[PROBLEM REQUIREMENTS]: Display each line of the entries below that contains the string "target". Only matches with the same case count.

[Excerpt from a dataset]:

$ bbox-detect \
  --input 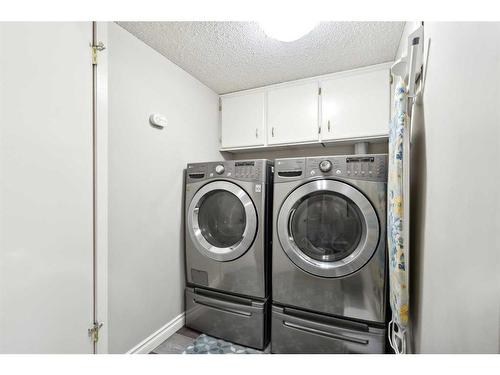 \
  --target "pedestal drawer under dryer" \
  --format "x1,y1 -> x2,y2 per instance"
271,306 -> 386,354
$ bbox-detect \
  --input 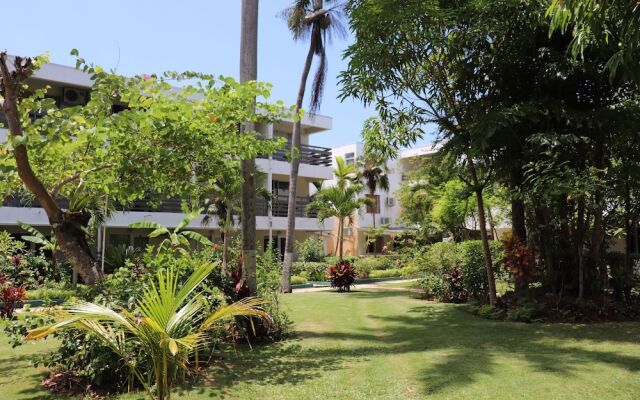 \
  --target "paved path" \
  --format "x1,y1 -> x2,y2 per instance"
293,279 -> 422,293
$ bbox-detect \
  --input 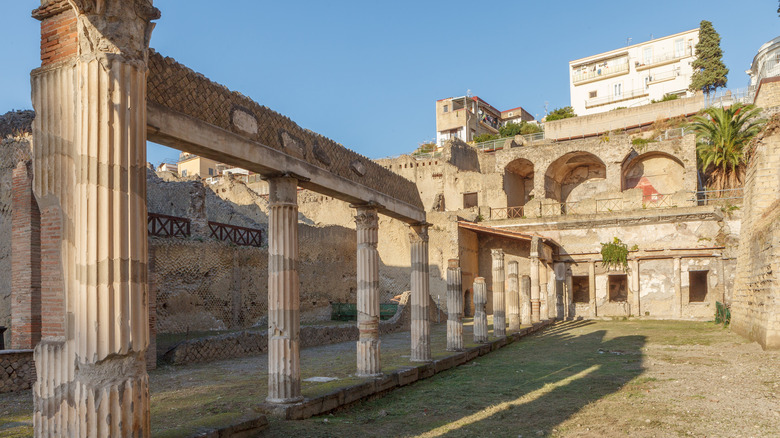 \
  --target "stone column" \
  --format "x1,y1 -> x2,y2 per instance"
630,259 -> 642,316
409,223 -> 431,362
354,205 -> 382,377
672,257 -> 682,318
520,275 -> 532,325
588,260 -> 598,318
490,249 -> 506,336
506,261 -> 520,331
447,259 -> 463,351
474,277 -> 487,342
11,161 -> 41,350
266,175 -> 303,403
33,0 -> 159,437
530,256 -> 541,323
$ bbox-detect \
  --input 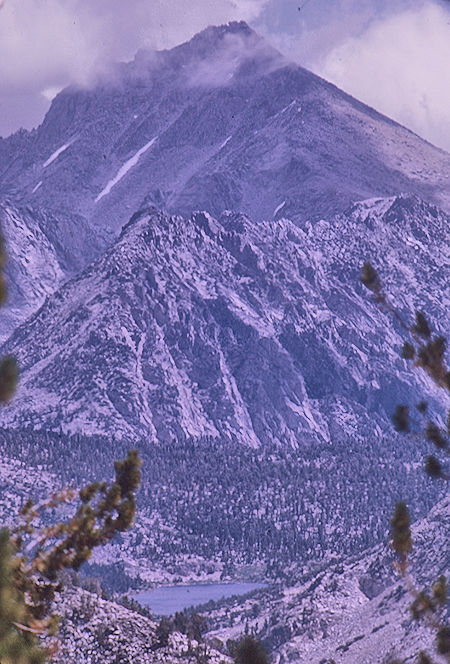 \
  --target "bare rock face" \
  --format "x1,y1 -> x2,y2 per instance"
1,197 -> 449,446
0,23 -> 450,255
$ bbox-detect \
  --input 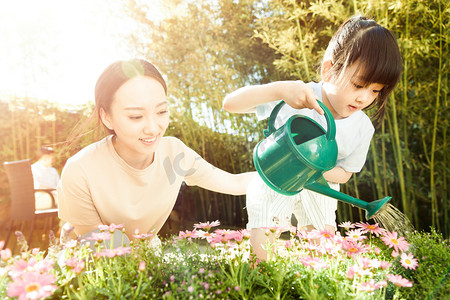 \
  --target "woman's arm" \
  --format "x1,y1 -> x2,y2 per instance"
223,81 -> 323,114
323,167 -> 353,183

[SOLUTION]:
  --target "pedestal drawer under dryer" \
  --target "paved path" \
  --target "stone column" \
  --target "bare rock face" \
  --target "woman's arm" \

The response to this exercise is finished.